#### THE PROBLEM
All of the records listed below should be retyped exactly.

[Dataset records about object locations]
────────────────────────────────────────

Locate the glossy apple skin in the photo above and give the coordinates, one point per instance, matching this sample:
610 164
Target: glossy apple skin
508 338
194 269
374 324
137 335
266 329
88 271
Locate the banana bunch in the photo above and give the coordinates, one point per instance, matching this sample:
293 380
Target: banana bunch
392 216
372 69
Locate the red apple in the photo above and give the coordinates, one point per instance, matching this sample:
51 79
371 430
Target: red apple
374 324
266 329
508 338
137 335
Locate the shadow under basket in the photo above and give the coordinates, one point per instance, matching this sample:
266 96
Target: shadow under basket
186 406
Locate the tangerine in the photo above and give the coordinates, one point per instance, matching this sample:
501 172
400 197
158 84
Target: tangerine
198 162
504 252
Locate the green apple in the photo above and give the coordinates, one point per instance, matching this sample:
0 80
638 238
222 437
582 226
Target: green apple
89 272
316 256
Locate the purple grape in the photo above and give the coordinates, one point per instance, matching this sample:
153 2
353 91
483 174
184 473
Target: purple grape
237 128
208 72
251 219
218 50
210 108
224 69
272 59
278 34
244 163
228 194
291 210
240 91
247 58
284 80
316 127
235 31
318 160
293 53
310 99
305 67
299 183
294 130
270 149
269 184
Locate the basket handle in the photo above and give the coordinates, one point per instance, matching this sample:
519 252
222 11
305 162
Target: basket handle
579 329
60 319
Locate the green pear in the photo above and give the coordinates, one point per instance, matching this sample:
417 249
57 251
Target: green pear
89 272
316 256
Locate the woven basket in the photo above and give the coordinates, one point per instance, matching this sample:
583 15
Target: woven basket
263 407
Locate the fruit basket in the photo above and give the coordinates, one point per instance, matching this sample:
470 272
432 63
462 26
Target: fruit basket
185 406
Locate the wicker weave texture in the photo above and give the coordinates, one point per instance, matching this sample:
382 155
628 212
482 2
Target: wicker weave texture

────────────────────────────────────────

#### CORRECT RESULT
Locate the glossy apple skin in the photo above and give the coordinates, one point per instance, matching this sample:
610 164
Target: glossy apple skin
508 338
194 269
374 324
137 335
266 329
88 271
Locate the banana bunch in the photo above and give the coordinates, one point per instance, matching this sample:
293 380
Target: banana bunch
392 216
372 69
Locate the red apple in the photo above and give the coordinates, one point per instance, matching this sample:
51 79
371 430
Target: red apple
374 324
266 329
508 338
137 335
Locate the shadow under basket in the photo above and give the coordinates, one point per instance, matching this sample:
266 96
Target: shadow under basket
186 406
Locate the tangerine in the photo above and give the coordinates, one point per instance, matching this sample:
501 172
400 197
158 84
Target: tangerine
198 162
504 252
Locate the green apple in the photo above and give the coordinates, one point per instance, matching this sample:
0 80
638 238
222 437
582 226
Target: green apple
89 272
316 256
Locate the purple grape in the photo above and give the coordinates, one point per instance, matching this sample:
153 2
353 91
483 174
184 473
Target: purple grape
237 128
208 72
251 219
218 50
210 108
224 69
272 59
278 34
244 163
228 194
291 210
240 91
247 58
284 80
316 127
235 31
318 160
293 53
310 99
305 67
299 183
294 130
270 149
269 184
Locate the basket handle in the photo above and give the coordinates, one point per instance, matching this sample:
519 252
222 11
305 162
Target: basket handle
579 329
60 319
Locate the green pear in the photo above and give the coordinates, one point per instance, matching this sample:
417 249
57 251
Target: green pear
89 272
316 256
Locate the woven basket in the photo above and give the coordinates, one point per instance, matching this sample:
583 15
Target: woven basket
263 407
Locate the fruit basket in the photo above and give the coordinates, one point per instance, matching this sample:
470 272
432 63
462 26
Target: fruit basket
185 406
Locate the wicker weave texture in the photo above and give the coordinates, one point per instance, matching this sample:
382 155
628 212
482 2
Target: wicker weave texture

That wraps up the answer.